> _WHAT YOU SHOULD DO_
Rewrite only the entries below from the line with "Above you see an image. Please scan it for blue" to the end of the entries, requests included, and raise every box coordinate in the answers by 75.

[Stored data]
++++++++++
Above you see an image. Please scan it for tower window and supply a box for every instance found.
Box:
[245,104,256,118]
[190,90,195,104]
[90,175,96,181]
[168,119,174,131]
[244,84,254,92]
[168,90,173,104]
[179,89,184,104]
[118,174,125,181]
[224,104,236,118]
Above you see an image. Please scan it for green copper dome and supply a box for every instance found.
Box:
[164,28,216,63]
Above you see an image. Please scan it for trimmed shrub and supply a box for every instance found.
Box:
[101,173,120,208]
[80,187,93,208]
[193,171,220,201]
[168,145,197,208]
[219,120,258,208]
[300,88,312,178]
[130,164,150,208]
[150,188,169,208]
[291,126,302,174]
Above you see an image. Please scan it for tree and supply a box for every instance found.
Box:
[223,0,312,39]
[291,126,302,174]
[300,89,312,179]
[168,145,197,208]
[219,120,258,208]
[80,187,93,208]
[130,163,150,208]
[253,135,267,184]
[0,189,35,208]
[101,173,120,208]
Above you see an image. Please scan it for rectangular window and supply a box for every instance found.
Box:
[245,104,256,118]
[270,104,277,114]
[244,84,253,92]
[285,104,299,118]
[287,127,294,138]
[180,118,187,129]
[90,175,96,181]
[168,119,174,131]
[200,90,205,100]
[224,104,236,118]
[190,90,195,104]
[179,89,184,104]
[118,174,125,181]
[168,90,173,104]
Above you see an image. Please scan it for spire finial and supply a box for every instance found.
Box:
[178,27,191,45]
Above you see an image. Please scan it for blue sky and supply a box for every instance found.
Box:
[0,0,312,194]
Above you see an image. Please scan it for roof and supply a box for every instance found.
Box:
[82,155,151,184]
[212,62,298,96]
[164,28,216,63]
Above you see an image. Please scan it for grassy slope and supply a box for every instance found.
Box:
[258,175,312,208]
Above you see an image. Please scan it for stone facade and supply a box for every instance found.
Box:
++++++++++
> _FINISHED TASK_
Above you see an image. Please scan it for blue sky and supply a box for every instance found.
Box:
[75,75,387,269]
Above you see an image. Please scan it for roof and supply a box for every instance found.
Box:
[157,230,226,259]
[287,137,373,171]
[239,103,291,138]
Above you see an image. Please scan it for grassy slope and supply a box for every instance found.
Box:
[333,250,387,283]
Above you see an image. Please scan it for stone facade and supply a box for every instance found.
Box:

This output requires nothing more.